Jeff Parks had the opportunity to speak with Milissa Tarquini on her article, “Blasting the Myth of the Fold”:http://www.boxesandarrows.com/view/blasting-the-myth-of. They talk about how this long held rule in web design is being de-bunked by web analytics and user testing, as well as how this will impact design and development processes based on screen resolution and browser compatibility.
*Defining the Fold*
Milissa outlines the different terms that people use for the fold. Anything that falls below that point in the screen where the user has to scroll is the fold
*Back in the day*
In the early 90’s at AOL scrolling was prohibited. Milissa talks about the need for balance in designing for the fold while being creative.
*A moving target*
She goes on to talk about the challenge of designing for the fold with different screen resolutions and browsers and how in her opinion no one should be designing for the fold.
*Content is still king*
According to Milissa it all comes down to the quality of the content. If content is engaging and the user is interested in the information, they will follow the path to what they are seeking, regardless of the medium.

*MATERIAL:*
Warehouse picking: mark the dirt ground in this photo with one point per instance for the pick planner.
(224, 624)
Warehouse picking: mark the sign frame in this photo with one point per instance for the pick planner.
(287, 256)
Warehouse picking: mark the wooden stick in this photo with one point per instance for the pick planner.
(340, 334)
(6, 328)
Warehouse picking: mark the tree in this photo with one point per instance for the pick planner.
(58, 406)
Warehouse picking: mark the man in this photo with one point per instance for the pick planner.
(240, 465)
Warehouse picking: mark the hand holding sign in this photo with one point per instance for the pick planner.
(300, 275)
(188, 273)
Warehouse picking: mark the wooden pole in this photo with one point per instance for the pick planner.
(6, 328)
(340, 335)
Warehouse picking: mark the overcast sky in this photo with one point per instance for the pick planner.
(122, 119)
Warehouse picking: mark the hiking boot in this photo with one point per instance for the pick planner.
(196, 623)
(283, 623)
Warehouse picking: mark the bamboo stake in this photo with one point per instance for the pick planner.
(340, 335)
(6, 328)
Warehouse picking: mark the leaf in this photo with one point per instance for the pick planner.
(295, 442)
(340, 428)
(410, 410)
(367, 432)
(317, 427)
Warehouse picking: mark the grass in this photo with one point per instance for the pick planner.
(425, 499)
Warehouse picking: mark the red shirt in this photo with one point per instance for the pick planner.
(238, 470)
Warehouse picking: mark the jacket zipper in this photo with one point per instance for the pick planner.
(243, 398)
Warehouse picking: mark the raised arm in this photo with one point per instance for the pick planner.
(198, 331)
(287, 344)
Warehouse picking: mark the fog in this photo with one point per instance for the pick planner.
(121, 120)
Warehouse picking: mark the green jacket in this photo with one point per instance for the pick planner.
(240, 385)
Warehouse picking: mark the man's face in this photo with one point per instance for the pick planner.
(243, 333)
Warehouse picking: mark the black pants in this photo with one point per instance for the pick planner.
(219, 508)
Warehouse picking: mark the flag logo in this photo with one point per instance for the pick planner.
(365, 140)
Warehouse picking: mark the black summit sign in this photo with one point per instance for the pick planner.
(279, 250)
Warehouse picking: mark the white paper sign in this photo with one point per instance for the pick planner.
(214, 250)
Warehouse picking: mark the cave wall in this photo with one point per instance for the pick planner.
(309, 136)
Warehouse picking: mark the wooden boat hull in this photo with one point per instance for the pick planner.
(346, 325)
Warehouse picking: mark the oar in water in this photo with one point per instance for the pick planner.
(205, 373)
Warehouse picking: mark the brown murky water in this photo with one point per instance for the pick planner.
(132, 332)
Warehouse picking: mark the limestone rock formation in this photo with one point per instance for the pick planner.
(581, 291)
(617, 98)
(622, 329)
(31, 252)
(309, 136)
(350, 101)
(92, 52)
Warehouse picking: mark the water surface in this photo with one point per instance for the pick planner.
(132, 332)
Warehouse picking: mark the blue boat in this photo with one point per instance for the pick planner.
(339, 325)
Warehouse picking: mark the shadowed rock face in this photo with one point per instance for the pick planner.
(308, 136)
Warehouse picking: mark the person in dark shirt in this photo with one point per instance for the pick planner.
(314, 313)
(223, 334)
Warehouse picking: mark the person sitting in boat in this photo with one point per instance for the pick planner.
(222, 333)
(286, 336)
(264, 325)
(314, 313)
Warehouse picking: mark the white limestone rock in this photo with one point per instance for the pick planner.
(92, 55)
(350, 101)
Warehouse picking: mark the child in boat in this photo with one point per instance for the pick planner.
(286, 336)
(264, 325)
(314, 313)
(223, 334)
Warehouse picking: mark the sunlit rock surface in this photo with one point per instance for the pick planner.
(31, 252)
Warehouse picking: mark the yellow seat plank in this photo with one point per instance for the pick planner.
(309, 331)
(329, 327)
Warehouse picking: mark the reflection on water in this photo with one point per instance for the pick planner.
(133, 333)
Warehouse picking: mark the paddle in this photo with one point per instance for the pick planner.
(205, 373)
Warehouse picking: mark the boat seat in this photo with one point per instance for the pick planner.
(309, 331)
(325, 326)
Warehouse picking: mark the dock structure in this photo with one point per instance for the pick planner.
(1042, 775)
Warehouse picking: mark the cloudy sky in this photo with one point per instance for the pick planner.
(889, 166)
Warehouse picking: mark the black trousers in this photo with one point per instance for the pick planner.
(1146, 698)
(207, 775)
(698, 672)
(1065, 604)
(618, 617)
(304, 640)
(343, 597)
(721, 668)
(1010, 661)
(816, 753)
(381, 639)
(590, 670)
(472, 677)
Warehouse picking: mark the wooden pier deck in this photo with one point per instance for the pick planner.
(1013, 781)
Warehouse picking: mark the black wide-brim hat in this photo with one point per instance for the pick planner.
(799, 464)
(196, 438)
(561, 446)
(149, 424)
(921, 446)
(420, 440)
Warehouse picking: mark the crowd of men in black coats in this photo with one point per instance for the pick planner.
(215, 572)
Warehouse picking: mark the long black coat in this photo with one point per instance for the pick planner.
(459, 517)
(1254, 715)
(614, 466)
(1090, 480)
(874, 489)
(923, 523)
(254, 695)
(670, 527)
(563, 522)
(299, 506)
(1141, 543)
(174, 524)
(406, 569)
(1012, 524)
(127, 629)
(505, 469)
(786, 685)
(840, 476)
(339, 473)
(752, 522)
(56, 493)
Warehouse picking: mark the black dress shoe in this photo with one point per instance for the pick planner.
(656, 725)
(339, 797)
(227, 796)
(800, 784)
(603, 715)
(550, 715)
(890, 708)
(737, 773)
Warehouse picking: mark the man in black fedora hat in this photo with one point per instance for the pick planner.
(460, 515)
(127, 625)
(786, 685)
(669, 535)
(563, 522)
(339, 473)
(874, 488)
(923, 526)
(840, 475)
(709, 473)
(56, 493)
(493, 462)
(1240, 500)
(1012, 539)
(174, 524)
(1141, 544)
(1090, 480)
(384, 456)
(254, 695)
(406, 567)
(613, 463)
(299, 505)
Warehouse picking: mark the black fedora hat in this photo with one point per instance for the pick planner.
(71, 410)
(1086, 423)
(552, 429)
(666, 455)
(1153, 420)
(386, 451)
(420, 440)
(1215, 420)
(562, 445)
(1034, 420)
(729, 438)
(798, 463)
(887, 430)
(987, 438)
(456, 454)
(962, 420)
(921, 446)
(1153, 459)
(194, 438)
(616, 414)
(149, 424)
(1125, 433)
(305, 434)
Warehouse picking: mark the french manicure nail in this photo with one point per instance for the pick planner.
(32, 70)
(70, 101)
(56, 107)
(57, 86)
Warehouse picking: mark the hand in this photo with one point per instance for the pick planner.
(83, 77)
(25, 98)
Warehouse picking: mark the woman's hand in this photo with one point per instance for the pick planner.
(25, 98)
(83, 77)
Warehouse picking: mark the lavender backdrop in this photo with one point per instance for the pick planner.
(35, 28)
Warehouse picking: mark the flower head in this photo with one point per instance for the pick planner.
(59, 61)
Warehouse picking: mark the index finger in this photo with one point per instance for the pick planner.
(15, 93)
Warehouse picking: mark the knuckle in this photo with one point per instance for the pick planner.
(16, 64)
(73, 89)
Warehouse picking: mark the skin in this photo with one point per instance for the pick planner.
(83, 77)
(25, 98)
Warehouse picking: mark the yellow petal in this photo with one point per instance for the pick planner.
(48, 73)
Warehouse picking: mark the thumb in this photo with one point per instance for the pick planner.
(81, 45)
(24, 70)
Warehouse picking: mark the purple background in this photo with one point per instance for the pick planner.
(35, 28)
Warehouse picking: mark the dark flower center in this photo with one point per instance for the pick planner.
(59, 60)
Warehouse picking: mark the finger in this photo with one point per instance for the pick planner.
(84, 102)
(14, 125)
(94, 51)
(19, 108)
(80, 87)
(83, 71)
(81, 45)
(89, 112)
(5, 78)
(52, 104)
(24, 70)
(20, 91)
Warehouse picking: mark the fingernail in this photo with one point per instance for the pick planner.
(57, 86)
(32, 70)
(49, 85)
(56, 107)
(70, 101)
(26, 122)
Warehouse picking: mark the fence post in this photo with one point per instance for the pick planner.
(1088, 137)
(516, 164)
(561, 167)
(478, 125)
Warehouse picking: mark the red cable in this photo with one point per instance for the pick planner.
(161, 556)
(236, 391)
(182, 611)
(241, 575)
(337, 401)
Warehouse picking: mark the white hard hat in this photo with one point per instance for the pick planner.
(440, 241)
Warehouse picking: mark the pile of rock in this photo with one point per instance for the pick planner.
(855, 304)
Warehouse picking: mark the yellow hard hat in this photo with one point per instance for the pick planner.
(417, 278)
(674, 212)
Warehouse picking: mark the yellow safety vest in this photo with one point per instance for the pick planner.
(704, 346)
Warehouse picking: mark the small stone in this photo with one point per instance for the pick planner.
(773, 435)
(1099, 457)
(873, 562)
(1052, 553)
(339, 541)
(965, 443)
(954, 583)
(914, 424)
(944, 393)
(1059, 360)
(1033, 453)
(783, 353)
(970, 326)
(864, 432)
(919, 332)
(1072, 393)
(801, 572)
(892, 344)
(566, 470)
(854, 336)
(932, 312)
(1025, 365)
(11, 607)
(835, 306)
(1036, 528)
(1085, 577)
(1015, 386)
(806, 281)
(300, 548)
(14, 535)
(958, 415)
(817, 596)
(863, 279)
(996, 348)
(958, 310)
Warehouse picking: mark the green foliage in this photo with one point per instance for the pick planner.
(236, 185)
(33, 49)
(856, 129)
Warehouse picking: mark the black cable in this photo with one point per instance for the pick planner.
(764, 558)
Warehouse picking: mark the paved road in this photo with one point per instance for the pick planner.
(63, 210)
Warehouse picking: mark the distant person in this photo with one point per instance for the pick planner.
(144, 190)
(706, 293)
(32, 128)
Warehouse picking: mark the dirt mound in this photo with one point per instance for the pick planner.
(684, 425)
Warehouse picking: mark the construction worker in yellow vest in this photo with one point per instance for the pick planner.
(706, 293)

*BRIEF 1:*
Repeat from the passage on the fold, word for word, the span that starts at the words "Jeff Parks had" and ends after the words "and browser compatibility.".
*BRIEF 2:*
In the passage on the fold, what was the rule on scrolling at AOL in the early 90's?
*BRIEF 3:*
Summarize the passage on the fold in two sentences.

*TASK OUTPUT 1:*
Jeff Parks had the opportunity to speak with Milissa Tarquini on her article, “Blasting the Myth of the Fold”:http://www.boxesandarrows.com/view/blasting-the-myth-of. They talk about how this long held rule in web design is being de-bunked by web analytics and user testing, as well as how this will impact design and development processes based on screen resolution and browser compatibility.

*TASK OUTPUT 2:*
Scrolling was prohibited.

*TASK OUTPUT 3:*
Jeff Parks talks with Milissa Tarquini about her article "Blasting the Myth of the Fold," covering how web analytics and user testing are debunking this long-held web design rule. Milissa describes the challenge that different screen resolutions and browsers pose, says that in her opinion no one should design for the fold, and holds that engaging content leads users to follow the path to what they seek regardless of the medium.